## WHAT IS EXPECTED
With the images removed, return every line below exactly as it reads.

## DATA PROVIDED
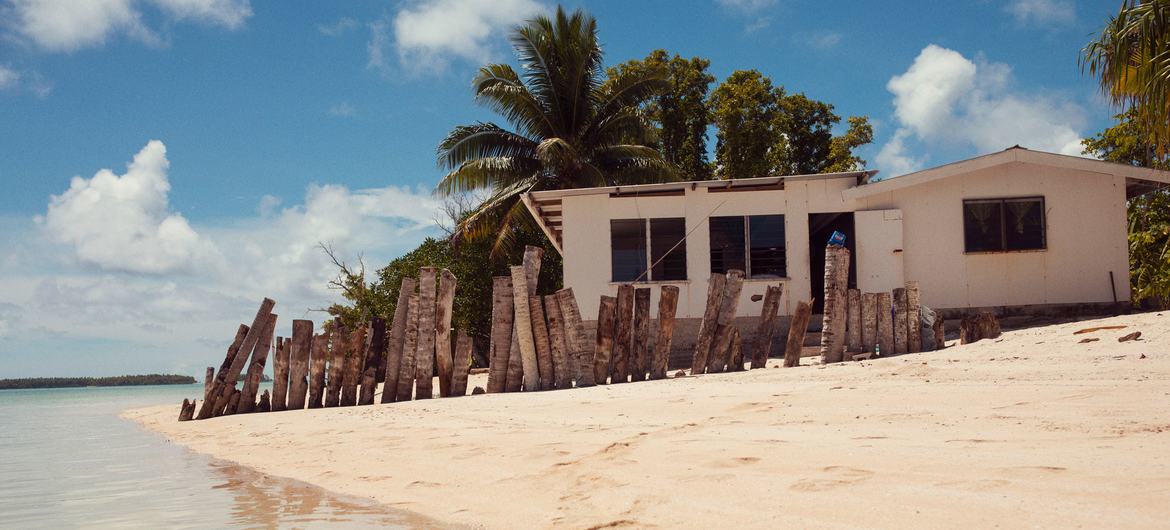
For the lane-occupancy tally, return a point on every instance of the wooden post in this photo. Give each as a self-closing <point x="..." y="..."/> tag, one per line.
<point x="797" y="329"/>
<point x="502" y="314"/>
<point x="886" y="323"/>
<point x="231" y="369"/>
<point x="707" y="328"/>
<point x="900" y="321"/>
<point x="640" y="359"/>
<point x="721" y="345"/>
<point x="868" y="322"/>
<point x="668" y="304"/>
<point x="619" y="371"/>
<point x="374" y="355"/>
<point x="913" y="317"/>
<point x="541" y="336"/>
<point x="410" y="343"/>
<point x="256" y="369"/>
<point x="397" y="339"/>
<point x="298" y="346"/>
<point x="580" y="351"/>
<point x="606" y="317"/>
<point x="562" y="376"/>
<point x="444" y="360"/>
<point x="853" y="328"/>
<point x="763" y="348"/>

## SOLUTION FOR THIS PROBLEM
For the lane-occupancy tally, return a point on every instance of the wooden post in this photo. Give each as a self-closing <point x="..." y="..."/> tag, one per line.
<point x="797" y="329"/>
<point x="502" y="314"/>
<point x="886" y="323"/>
<point x="231" y="369"/>
<point x="707" y="328"/>
<point x="900" y="321"/>
<point x="640" y="359"/>
<point x="721" y="345"/>
<point x="868" y="322"/>
<point x="668" y="304"/>
<point x="619" y="371"/>
<point x="374" y="355"/>
<point x="913" y="317"/>
<point x="541" y="336"/>
<point x="410" y="343"/>
<point x="256" y="369"/>
<point x="397" y="339"/>
<point x="298" y="346"/>
<point x="580" y="351"/>
<point x="606" y="317"/>
<point x="562" y="376"/>
<point x="444" y="360"/>
<point x="853" y="328"/>
<point x="763" y="348"/>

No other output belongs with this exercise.